* [Consigne]
En vous appuyant sur le texte fourni, expliquez en une à trois phrases pourquoi les syndicats et les défenseurs de l'environnement ne partagent pas la perspective optimiste.

* [Texte fourni]
------------------------------------------------------------

La coopération potentielle s’étend au-delà des cadres théoriques. Les secteurs spécifiques prêts à la collaboration comprennent les minéraux critiques pour la fabrication de véhicules électriques, la capacité de production pharmaceutique et la coopération industrielle de défense – tous des domaines où le Canada a récemment annoncé des investissements majeurs.
Lors de ma visite à une installation de traitement de lithium récemment agrandie près de Winnipeg, le PDG Martin Lessard a souligné des plans d’expansion spécifiquement conçus en tenant compte de la fabrication américaine de batteries. « Nous alignons notre stratégie de croissance avec les changements potentiels de politique américaine depuis des mois, » a-t-il reconnu. « La rhétorique politique importe moins que les fondamentaux économiques. »
Tout le monde ne partage pas cette perspective optimiste. Les syndicats et les défenseurs de l’environnement s’inquiètent d’une course à la déréglementation alors que le Canada rivalise pour les investissements. « Nous ne pouvons pas sacrifier les normes environnementales ou les protections des travailleurs au nom de l’intégration continentale, » avertit Tzeporah Berman, directrice du programme international de Stand.earth, avec qui j’ai parlé lors d’un récent forum sur le climat.

------------------------------------------------------------

* [Données extraites]
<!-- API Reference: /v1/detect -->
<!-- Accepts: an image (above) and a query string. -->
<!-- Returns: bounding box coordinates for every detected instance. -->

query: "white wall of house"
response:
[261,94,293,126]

------------------------------------------------------------

* [Résultat de l'exercice]
Ils s'inquiètent d'une course à la déréglementation au moment où le Canada rivalise pour attirer les investissements. Tzeporah Berman résume cette crainte en affirmant qu'on ne peut pas sacrifier les normes environnementales ou les protections des travailleurs au nom de l'intégration continentale.